ねぇ、80年代の歌、かけてもいい?
「俺たちの高校生活って、なにもなかったよな」
部活も勉強も駄目、彼女もいない。
「こんなシラけた学校あるかよ」
高一の秋に覚えた台詞を、30過ぎまで吐いていた。
不思議な時間だ、高校とは。少し大人になって、中学のようなバカもしない。つまらない大人になる予行演習の時限のようだ。
1991年
バブル景気のおこぼれも高校生まで回ってこない。大学に行き、会社に勤め、結婚して死ぬ。今と違って一生が見渡せる時代。
「夢は?」
と聞かれ、
「あたたかい家庭をつくって、温和に暮らすこと」
担任に告げると、いやな顔をされた。
「疲れた大人のような答えをするもんじゃない」
「先生は思わないんですか」
「それ以上の生活はないんだって」
「思わないな」
「夢を語ったらどうだ」
「本気で考えてくださいよ」
「本気で、です」
「本気で、」
「そう、本気で、、、」
「本気で、、あたたかい家庭で温和に暮らしたいとは思わないんですか」
「むぅ、、、」
「、、、、、」
「暮らしたいかもしれん」
「サザエさん一家のように暮らせれば御の字なんですよ」
「俺たち平凡な人間なんて」
「おまえな、マスオさんが楽だと思うのか」
「なんの取り柄もない僕らに最高のお手本です」
「取り柄ぐらいあるだろう」
「これからの人生、それで生きていくんだ」
「18年生きてきて、一つも見つかりませんでした」
「それを、マスオさんが聞いたらどう言うだろうか」
「僕と同じだね、って言いますよ、きっと」
「はぁー」
「はぁー」
最後だけ息が合う。
俺だって本当はスーパースターになりたかった。
岩崎恭子は14で、バルセロナオリンピック金メダル。
YAWARAちゃんは5大会連続五輪出場、金2銀2銅1。
松井秀喜は、甲子園で5打席連続敬遠。
彼らと違うことくらい理解できる。
ただ、才能がなければどうにもならない。
大人になるとは選択肢が狭くなってゆくこと。多少の自由と引き換えに、果てしない夢が無様にしぼんでゆく。
スポーツも、
勉強も、
音楽も駄目。
絵画はもってのほか。
なにも残っていないではないか。

******

→ **指示 1**
高校時代を振り返る抜粋の中の「大人になるとは選択肢が狭くなってゆくこと。」という一文を、英語に訳すとどうなりますか?
この抜粋と記録は、互いに関係のない別々の資料です。

[収集したデータの記録]
******

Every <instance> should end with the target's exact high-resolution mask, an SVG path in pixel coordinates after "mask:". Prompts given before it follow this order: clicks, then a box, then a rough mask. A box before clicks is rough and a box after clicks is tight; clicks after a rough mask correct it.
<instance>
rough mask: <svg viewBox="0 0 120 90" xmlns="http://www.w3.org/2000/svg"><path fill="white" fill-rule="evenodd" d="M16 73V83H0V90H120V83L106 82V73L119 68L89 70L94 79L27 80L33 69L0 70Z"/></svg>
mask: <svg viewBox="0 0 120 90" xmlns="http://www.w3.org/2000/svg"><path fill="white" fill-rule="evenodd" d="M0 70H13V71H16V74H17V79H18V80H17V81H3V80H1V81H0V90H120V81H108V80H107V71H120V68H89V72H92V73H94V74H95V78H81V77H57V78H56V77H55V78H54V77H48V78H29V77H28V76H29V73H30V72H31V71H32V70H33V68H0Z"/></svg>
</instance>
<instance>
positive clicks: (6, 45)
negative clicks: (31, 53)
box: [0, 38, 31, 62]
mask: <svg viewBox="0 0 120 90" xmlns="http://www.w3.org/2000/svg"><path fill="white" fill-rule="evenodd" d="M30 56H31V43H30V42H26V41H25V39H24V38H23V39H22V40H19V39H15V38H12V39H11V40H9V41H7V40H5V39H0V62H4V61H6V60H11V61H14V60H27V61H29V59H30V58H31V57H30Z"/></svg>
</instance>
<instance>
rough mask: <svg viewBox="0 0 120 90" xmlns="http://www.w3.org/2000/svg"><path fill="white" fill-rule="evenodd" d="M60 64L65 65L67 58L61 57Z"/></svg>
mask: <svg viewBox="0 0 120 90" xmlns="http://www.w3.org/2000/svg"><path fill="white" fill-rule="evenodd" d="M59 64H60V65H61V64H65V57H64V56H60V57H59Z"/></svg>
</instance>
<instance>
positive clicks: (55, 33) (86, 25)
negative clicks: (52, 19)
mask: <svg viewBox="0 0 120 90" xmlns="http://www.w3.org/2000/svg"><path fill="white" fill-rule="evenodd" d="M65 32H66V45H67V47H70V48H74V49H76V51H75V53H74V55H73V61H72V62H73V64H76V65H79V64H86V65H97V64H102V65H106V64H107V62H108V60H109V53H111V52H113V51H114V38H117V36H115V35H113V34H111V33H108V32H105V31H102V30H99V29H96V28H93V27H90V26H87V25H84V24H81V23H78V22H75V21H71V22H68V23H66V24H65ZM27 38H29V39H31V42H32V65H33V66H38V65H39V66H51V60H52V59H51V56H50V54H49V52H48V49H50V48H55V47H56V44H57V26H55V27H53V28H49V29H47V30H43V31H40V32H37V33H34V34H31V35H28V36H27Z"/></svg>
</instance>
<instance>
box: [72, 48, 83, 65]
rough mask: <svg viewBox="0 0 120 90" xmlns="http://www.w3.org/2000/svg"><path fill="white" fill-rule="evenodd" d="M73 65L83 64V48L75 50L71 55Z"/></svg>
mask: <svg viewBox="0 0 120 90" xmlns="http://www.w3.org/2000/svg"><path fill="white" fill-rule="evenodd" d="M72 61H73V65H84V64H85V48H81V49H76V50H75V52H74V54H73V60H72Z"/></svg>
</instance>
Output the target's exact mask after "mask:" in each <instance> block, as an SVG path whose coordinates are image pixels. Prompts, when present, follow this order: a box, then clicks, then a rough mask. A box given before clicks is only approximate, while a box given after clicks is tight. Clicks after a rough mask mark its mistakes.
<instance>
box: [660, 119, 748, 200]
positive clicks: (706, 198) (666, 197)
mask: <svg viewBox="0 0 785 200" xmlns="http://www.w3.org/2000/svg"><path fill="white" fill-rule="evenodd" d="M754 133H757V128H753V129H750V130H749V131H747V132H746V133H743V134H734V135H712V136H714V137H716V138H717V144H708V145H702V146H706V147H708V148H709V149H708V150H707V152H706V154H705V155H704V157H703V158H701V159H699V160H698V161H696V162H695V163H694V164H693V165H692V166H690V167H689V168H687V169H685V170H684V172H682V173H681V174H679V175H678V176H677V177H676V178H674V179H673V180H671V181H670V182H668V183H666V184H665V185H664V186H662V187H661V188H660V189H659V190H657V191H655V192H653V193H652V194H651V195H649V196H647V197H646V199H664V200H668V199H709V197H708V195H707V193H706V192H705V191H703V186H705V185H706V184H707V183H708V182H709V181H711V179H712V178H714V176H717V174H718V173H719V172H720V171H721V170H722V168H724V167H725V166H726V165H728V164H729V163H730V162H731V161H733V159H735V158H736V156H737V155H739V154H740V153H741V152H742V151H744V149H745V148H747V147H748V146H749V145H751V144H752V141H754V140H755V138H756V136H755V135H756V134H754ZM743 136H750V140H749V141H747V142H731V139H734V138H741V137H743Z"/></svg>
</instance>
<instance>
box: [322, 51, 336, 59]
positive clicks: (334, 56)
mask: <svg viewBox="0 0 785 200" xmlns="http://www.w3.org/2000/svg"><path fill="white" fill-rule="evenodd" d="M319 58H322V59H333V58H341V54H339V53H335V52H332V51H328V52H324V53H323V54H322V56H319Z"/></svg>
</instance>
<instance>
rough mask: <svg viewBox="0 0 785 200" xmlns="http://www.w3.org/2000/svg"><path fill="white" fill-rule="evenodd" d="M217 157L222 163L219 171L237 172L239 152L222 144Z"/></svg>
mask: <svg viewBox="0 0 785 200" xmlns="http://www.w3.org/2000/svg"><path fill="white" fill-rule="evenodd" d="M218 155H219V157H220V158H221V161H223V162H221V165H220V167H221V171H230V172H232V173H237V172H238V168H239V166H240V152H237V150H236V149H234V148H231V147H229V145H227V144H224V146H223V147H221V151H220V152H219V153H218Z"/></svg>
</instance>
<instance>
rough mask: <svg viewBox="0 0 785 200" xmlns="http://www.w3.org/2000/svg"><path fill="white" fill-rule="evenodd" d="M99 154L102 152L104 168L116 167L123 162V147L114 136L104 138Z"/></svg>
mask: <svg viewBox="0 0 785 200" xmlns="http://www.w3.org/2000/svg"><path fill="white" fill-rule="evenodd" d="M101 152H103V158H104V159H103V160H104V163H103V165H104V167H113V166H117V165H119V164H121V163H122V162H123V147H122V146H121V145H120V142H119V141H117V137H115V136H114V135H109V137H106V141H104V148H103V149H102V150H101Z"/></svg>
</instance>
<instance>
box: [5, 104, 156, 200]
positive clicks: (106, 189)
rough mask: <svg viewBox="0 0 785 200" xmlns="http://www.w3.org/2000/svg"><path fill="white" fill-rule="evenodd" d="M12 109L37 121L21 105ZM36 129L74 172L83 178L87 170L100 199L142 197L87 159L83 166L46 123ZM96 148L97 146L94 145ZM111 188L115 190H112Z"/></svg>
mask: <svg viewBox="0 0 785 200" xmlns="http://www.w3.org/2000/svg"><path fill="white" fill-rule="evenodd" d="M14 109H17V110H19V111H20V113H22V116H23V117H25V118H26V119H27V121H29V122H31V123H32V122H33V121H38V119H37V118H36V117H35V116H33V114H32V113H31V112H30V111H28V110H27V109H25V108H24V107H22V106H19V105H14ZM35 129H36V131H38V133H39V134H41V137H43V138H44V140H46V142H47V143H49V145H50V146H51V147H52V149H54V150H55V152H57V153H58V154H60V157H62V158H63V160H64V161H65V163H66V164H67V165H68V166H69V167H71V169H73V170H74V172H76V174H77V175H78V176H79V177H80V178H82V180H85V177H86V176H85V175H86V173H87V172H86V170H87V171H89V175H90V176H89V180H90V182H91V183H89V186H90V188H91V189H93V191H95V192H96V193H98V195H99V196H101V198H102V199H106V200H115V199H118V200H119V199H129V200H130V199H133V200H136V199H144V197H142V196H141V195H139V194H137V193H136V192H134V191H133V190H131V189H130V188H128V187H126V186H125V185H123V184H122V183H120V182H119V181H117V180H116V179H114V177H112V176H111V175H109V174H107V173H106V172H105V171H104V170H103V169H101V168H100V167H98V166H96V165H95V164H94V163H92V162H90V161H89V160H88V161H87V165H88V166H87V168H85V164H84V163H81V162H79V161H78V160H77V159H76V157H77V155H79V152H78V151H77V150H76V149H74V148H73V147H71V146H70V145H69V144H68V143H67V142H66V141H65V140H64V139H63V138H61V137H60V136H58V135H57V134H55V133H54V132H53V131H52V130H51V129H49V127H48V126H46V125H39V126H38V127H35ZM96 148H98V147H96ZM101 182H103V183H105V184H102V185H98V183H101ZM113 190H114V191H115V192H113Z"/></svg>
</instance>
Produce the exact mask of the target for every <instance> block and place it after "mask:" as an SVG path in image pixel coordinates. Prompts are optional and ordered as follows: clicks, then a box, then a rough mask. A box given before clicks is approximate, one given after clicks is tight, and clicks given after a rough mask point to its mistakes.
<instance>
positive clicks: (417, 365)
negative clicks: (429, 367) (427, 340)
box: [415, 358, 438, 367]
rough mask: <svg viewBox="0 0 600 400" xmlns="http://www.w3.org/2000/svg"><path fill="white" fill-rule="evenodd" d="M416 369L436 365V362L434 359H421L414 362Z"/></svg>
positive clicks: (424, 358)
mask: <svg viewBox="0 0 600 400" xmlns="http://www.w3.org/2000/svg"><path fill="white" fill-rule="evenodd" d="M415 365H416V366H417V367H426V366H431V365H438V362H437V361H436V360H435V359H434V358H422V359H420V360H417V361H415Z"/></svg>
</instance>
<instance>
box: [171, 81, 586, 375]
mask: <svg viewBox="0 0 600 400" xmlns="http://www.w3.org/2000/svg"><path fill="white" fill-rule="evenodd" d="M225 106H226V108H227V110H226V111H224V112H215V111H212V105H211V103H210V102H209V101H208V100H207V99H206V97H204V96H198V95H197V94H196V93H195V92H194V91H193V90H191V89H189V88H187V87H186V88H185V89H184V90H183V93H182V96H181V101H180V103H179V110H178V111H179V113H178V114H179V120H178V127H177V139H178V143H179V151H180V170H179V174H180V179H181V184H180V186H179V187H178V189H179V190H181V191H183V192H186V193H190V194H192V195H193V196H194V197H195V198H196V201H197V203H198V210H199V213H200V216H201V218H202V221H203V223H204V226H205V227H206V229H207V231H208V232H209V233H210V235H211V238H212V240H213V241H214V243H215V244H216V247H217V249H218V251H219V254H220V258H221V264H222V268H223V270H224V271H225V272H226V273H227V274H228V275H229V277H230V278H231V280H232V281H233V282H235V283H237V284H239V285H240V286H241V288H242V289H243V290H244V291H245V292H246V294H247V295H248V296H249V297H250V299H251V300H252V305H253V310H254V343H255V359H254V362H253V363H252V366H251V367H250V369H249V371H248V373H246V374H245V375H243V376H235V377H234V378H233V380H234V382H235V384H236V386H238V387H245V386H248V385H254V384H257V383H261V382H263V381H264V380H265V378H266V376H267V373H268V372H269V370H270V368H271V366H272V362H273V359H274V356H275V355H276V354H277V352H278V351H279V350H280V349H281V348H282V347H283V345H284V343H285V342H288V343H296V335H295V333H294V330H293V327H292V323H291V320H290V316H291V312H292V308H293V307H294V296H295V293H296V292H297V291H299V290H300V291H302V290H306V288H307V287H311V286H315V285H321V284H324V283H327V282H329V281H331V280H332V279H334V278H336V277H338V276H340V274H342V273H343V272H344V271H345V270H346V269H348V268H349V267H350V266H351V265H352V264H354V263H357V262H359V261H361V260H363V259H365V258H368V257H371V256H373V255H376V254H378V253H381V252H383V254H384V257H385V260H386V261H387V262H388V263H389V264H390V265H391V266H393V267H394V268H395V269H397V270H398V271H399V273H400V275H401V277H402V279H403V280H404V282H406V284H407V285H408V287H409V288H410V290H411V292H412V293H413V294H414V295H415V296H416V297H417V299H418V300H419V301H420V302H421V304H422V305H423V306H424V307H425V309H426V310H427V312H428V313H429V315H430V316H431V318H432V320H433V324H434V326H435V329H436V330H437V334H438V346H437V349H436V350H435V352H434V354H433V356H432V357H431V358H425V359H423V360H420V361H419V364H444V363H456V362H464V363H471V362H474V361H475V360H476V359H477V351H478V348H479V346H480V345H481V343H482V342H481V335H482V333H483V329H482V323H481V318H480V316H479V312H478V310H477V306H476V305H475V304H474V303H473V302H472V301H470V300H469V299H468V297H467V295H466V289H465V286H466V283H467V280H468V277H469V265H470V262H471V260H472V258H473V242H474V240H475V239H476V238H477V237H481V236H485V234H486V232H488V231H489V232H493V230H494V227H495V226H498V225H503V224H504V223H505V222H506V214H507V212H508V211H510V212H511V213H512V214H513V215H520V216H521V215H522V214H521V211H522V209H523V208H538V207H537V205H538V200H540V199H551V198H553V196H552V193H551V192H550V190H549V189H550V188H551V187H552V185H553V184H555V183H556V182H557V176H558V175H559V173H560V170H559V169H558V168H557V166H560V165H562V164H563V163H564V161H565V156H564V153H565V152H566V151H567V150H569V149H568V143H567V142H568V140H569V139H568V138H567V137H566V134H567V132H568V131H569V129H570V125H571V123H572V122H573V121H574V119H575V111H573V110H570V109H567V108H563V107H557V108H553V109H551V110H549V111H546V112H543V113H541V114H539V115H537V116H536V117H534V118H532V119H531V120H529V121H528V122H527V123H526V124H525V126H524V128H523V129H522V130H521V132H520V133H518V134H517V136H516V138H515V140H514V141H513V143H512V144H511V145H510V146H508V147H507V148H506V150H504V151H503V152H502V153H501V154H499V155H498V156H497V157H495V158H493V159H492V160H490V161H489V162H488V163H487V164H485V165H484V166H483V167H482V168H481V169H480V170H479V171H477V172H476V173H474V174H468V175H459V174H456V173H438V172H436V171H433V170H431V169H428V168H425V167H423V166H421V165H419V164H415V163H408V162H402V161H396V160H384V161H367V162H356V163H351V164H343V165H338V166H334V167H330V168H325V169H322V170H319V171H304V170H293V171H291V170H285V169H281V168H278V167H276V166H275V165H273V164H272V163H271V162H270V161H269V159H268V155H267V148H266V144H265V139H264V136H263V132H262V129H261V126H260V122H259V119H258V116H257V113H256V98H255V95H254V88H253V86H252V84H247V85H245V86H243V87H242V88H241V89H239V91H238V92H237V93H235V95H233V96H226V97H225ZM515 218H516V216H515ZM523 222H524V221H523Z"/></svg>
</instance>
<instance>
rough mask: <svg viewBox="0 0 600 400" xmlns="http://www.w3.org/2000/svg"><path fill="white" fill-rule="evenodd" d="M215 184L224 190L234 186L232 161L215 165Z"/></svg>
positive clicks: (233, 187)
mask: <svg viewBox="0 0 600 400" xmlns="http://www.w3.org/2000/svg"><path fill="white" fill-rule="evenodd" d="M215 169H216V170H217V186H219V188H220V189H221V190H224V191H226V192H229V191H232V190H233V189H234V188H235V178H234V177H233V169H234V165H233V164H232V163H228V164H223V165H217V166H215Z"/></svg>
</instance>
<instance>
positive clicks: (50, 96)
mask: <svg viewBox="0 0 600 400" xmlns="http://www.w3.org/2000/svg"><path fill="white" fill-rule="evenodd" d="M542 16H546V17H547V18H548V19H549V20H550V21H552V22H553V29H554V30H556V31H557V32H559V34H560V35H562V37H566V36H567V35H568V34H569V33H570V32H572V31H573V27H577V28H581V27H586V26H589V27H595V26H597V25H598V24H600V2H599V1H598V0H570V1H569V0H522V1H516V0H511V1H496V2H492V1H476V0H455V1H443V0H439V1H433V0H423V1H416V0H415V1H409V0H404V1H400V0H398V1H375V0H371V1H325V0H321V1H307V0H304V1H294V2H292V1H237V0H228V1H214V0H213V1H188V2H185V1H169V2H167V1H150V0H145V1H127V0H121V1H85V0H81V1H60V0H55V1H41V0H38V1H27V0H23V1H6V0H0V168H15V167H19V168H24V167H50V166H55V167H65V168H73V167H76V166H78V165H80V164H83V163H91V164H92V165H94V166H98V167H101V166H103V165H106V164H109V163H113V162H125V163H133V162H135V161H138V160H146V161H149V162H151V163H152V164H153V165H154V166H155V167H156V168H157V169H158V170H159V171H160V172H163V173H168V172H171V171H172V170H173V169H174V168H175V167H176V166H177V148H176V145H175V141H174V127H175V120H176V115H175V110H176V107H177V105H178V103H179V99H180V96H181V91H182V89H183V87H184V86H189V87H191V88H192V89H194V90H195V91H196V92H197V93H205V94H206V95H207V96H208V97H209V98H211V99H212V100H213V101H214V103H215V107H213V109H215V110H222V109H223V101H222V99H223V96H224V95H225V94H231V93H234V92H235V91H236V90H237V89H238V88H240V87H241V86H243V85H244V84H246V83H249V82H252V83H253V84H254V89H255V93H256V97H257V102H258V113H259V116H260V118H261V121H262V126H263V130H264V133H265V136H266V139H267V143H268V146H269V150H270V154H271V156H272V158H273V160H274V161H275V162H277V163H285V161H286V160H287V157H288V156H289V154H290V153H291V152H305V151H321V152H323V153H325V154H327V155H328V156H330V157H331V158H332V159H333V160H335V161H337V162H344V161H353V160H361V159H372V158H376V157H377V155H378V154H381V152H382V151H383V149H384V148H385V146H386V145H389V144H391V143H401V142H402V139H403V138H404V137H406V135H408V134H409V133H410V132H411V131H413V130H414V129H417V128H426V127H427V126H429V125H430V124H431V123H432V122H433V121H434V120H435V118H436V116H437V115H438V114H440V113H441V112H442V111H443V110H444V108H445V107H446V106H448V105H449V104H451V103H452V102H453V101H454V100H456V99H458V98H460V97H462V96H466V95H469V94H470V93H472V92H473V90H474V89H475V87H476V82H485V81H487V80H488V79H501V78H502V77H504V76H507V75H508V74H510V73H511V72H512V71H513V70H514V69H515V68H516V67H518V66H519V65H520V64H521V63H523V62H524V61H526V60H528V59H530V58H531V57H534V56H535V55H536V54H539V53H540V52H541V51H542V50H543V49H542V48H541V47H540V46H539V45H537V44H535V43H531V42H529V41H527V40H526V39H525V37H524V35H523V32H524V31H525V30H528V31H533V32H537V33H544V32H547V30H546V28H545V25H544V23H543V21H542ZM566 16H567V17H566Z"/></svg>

******

→ **指示 2**
記録の中から「positive」という文字列を含む行をすべて集め、書き写してもらえますか?

→ **回答 1**
Growing up means that your choices keep narrowing.

→ **回答 2**
positive clicks: (6, 45)
positive clicks: (55, 33) (86, 25)
positive clicks: (706, 198) (666, 197)
positive clicks: (334, 56)
positive clicks: (106, 189)
positive clicks: (417, 365)
positive clicks: (424, 358)
positive clicks: (233, 187)
positive clicks: (50, 96)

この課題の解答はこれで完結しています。